To do:
Looking at the listing below, retype exactly the lines starting at the one containing "Query: red and gold embroidered stole" and ending at the one containing "Expected: one pin per instance of the pope", both included, and nothing else.

┄┄┄┄┄┄┄┄┄┄

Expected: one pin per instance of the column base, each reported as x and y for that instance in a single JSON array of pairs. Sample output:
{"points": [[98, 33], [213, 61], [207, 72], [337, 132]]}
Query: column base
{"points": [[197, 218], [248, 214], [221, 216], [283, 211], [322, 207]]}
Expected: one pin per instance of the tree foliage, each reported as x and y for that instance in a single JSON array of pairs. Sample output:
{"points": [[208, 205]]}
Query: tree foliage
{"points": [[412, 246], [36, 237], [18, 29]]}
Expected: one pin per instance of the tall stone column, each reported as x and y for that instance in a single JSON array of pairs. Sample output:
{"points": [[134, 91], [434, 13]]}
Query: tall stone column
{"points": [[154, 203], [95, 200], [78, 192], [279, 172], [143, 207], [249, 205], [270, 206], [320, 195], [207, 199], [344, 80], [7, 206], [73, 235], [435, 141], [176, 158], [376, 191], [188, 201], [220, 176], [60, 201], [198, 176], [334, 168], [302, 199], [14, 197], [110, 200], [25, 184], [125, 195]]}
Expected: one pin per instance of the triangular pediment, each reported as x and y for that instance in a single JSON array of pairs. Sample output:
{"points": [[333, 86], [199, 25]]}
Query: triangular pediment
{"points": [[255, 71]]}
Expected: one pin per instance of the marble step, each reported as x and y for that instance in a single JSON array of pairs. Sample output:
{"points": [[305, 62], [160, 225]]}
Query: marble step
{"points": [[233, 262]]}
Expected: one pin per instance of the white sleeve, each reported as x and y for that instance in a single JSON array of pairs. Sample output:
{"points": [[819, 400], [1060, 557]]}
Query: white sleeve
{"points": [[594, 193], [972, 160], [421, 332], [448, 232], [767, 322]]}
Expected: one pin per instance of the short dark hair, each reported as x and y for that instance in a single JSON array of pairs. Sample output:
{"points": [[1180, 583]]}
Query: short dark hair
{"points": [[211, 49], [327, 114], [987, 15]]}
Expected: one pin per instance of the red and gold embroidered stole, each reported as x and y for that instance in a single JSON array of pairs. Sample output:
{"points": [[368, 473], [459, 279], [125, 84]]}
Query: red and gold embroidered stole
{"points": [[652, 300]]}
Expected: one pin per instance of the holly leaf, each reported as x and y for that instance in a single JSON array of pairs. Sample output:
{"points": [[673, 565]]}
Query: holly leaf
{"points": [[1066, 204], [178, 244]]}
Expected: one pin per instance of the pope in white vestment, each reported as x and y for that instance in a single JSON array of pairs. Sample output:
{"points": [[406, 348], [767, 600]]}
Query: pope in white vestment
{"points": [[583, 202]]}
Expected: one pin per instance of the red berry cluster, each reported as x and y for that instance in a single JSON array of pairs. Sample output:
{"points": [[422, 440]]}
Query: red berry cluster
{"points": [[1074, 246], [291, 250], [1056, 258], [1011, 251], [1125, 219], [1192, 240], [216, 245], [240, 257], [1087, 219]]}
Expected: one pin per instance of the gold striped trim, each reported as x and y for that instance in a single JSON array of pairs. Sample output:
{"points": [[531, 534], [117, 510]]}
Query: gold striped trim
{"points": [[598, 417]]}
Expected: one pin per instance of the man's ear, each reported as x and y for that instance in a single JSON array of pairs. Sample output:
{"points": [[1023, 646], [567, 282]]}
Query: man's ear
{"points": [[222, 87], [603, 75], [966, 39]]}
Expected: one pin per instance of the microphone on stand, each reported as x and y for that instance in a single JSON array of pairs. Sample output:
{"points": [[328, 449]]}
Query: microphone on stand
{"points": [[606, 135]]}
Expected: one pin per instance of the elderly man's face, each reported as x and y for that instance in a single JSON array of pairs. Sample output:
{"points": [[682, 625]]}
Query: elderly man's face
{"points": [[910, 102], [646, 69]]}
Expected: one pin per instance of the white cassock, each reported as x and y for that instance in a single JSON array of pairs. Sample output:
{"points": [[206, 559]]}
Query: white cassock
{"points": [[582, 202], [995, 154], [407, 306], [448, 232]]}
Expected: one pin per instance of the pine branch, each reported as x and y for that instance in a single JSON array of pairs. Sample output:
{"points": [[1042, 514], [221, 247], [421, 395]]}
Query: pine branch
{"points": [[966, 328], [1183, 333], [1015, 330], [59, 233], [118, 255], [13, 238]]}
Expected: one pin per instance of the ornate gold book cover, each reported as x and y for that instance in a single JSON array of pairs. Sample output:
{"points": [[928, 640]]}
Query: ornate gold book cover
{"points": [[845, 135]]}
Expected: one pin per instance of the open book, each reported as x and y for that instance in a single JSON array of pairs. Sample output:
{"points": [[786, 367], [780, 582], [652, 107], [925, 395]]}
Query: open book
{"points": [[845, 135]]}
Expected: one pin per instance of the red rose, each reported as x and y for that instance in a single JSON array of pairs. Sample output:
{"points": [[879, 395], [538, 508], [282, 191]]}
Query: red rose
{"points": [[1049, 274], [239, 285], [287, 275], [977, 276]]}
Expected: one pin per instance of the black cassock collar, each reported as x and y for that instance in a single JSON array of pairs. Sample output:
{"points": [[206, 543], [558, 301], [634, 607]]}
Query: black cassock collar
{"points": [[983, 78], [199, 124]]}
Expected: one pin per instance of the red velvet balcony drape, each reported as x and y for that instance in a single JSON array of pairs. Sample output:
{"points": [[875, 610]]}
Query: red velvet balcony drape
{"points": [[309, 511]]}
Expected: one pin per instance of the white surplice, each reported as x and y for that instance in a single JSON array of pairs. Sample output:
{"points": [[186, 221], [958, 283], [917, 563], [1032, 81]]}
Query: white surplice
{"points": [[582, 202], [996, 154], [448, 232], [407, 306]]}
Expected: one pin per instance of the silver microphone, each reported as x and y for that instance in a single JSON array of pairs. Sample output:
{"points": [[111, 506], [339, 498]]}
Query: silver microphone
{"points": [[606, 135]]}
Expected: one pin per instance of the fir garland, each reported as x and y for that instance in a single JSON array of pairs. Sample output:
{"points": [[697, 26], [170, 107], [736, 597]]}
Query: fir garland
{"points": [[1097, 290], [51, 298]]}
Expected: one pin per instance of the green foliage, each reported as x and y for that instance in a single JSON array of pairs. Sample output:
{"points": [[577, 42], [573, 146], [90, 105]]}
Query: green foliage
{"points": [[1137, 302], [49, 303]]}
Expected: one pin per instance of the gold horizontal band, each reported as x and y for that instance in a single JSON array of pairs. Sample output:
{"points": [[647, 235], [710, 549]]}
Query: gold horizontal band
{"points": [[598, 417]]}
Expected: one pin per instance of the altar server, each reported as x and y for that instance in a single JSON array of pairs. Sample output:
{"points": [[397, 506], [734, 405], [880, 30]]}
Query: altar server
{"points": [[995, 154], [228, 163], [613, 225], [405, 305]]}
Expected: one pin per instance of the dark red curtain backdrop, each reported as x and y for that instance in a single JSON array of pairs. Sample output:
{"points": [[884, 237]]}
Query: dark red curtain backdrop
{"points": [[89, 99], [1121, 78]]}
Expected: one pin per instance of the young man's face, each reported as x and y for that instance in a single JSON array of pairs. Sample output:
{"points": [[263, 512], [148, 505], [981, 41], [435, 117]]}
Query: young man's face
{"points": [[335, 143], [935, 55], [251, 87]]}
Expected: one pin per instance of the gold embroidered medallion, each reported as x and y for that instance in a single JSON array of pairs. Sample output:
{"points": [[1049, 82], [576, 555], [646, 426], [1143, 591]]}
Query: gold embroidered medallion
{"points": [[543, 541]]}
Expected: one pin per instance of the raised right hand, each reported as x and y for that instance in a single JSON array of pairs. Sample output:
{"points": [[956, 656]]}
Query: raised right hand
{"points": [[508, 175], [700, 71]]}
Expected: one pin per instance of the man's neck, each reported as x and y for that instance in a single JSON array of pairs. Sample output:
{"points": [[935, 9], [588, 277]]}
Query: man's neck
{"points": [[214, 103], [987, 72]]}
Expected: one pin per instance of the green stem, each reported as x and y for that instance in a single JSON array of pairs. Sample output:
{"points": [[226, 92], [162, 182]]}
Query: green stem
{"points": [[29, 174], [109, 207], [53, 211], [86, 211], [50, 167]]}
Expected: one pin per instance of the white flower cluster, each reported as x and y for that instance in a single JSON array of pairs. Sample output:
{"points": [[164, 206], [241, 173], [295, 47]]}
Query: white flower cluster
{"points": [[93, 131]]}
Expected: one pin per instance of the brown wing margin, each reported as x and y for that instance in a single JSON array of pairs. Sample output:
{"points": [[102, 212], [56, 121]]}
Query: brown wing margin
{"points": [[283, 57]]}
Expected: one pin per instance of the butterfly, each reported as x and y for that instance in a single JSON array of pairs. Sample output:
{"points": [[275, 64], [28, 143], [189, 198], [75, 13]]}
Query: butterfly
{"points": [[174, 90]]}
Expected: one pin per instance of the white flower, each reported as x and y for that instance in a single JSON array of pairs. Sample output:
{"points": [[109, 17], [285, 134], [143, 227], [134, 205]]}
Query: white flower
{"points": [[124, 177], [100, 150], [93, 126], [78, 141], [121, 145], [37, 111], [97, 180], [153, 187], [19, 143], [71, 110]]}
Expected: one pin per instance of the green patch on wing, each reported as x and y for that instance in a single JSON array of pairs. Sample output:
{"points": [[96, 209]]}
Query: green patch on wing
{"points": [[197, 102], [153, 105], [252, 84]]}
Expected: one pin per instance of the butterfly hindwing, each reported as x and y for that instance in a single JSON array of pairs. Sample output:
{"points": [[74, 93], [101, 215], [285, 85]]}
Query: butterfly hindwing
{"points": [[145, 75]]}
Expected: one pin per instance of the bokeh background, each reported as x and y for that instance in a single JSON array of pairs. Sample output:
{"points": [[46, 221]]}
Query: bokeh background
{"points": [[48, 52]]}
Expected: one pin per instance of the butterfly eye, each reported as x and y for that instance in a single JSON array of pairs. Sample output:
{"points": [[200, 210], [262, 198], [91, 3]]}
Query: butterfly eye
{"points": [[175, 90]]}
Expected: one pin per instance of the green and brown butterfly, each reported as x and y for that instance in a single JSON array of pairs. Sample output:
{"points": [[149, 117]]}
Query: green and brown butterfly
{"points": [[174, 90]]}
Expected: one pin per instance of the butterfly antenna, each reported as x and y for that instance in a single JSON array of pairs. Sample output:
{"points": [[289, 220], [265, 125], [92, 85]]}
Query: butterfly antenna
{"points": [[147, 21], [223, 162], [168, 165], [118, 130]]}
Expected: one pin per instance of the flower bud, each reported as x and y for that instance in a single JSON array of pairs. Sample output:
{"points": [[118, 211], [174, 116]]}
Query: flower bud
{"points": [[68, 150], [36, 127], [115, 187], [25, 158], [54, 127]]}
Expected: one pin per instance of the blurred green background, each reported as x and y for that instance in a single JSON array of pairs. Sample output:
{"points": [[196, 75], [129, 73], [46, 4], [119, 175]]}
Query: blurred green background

┄┄┄┄┄┄┄┄┄┄

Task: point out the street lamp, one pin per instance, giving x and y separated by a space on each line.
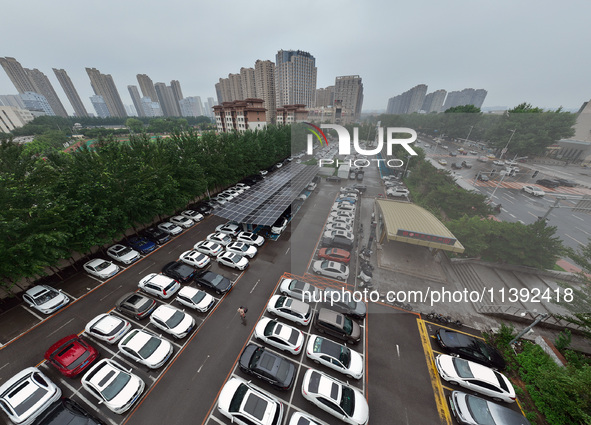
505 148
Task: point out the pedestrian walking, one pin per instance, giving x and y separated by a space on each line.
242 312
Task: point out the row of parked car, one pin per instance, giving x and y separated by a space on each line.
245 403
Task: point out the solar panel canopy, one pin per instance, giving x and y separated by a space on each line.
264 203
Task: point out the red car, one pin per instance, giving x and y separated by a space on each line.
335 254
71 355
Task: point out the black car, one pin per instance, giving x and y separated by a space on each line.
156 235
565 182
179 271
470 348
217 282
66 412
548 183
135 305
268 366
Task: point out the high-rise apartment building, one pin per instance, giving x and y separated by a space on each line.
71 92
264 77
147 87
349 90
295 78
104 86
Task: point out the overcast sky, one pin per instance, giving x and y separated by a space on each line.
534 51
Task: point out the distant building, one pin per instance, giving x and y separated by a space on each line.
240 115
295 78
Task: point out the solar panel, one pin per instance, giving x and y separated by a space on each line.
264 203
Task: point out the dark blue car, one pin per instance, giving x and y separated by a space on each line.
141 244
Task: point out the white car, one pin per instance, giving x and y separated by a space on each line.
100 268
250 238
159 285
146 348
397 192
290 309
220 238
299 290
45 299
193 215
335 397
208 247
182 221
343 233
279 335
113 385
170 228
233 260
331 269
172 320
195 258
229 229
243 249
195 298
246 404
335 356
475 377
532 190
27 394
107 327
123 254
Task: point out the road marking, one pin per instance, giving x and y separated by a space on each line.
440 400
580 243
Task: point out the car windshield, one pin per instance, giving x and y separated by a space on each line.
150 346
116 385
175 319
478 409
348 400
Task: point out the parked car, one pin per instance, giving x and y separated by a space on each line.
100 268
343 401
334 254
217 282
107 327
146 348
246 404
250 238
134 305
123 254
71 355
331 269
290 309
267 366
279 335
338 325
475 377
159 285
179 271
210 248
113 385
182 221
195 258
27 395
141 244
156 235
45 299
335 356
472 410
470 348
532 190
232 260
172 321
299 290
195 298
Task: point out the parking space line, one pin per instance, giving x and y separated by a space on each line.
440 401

┄┄┄┄┄┄┄┄┄┄

Finished exercise:
Query: red and gold embroidered stole
{"points": [[652, 300]]}
Expected: one pin per instance of the holly leaf, each reported as x and y for that instance in a single JSON array of pairs. Sample output:
{"points": [[673, 565]]}
Query: holly leaf
{"points": [[1066, 204], [178, 244]]}
Expected: one pin per instance of the pope in white vestment, each reported as x and y for that instance in a single JSON array of pairs. Sample output:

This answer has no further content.